- AIM OF THE EXERCISE -
Reproduce the following records word for word, omitting the pictures from your answer.

Box-labeled dataset records
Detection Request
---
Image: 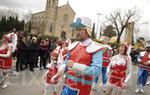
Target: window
[63,14,68,21]
[49,24,53,32]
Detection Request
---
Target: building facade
[31,0,75,38]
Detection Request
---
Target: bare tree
[106,8,140,43]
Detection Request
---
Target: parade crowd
[0,17,150,95]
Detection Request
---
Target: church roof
[58,3,75,14]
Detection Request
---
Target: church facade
[31,0,75,38]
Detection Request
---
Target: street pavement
[0,65,150,95]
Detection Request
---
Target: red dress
[109,55,128,87]
[46,63,58,84]
[0,48,12,69]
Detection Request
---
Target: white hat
[71,17,92,36]
[146,40,150,48]
[99,36,110,42]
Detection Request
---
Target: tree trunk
[117,35,121,44]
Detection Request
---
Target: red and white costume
[138,51,150,72]
[107,54,132,88]
[62,39,102,95]
[103,45,112,67]
[46,61,58,84]
[43,49,59,95]
[0,44,13,69]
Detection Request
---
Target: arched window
[49,24,53,32]
[63,14,69,21]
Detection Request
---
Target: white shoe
[135,88,140,93]
[140,89,144,93]
[2,83,8,89]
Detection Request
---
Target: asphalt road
[0,66,150,95]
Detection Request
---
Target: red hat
[3,35,10,42]
[50,48,59,57]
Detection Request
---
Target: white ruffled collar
[80,38,92,46]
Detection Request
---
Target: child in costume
[135,40,150,93]
[0,35,13,88]
[43,49,59,95]
[105,44,132,95]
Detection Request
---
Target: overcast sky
[0,0,150,39]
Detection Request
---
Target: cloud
[0,0,46,12]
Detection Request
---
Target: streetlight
[96,13,102,38]
[137,22,149,38]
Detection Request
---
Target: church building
[31,0,75,38]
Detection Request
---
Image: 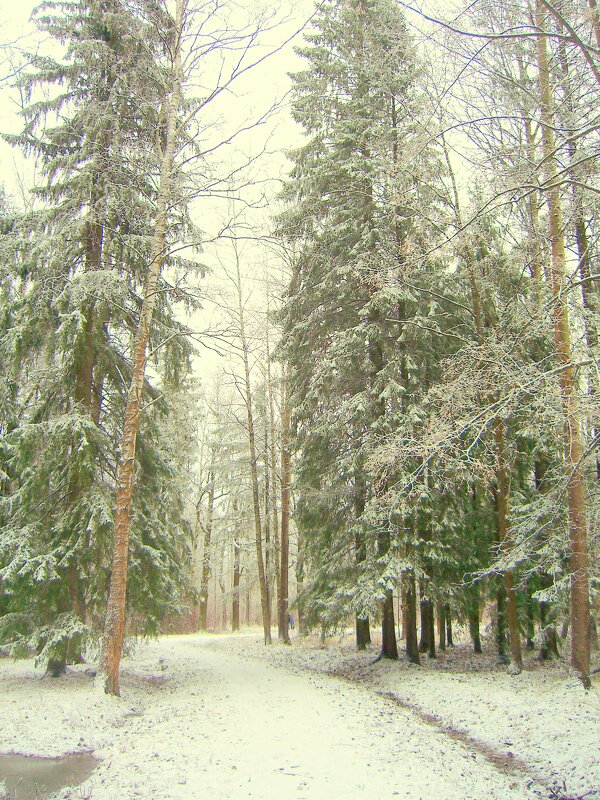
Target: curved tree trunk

- SOLUTION -
Detection Request
---
Image: 
Target: window
[63,14,68,21]
[49,24,53,32]
Detection Request
---
Target: building facade
[31,0,75,38]
Detection Request
---
Target: bare tree
[106,8,140,43]
Detection Request
---
Target: parade crowd
[0,17,150,95]
Detection Request
---
Target: church roof
[58,3,75,14]
Detection Request
---
Target: church facade
[31,0,75,38]
Detection Request
---
Target: street pavement
[0,65,150,95]
Detection Request
---
Target: red dress
[109,55,128,87]
[46,63,58,84]
[0,48,12,69]
Detection Request
---
Target: white hat
[71,17,92,36]
[146,40,150,48]
[99,36,110,42]
Detection Request
---
Target: tree trunk
[117,35,121,44]
Detection Request
---
Target: red and white costume
[138,51,150,72]
[107,54,132,88]
[62,39,102,95]
[103,45,112,67]
[46,61,58,84]
[43,49,59,95]
[0,44,13,69]
Detection Request
---
Target: arched window
[49,24,53,32]
[63,14,69,21]
Detection Request
---
Target: white shoe
[135,88,140,93]
[140,89,144,93]
[2,83,8,89]
Detection Request
---
Target: asphalt road
[0,66,150,95]
Detection Request
---
Target: red hat
[3,35,10,42]
[50,48,59,57]
Detection Request
---
Target: white ruffled collar
[80,38,92,46]
Detection Request
---
Target: child in costume
[135,40,150,93]
[0,35,13,88]
[43,49,59,95]
[105,44,132,95]
Detection Request
---
Target: overcast sky
[0,0,150,39]
Detection Request
---
Target: cloud
[0,0,46,12]
Detection Request
---
Target: streetlight
[96,13,102,38]
[137,22,149,38]
Detection Request
---
Target: church building
[31,0,75,38]
Detection Request
---
Image: 
Target: curved tree trunk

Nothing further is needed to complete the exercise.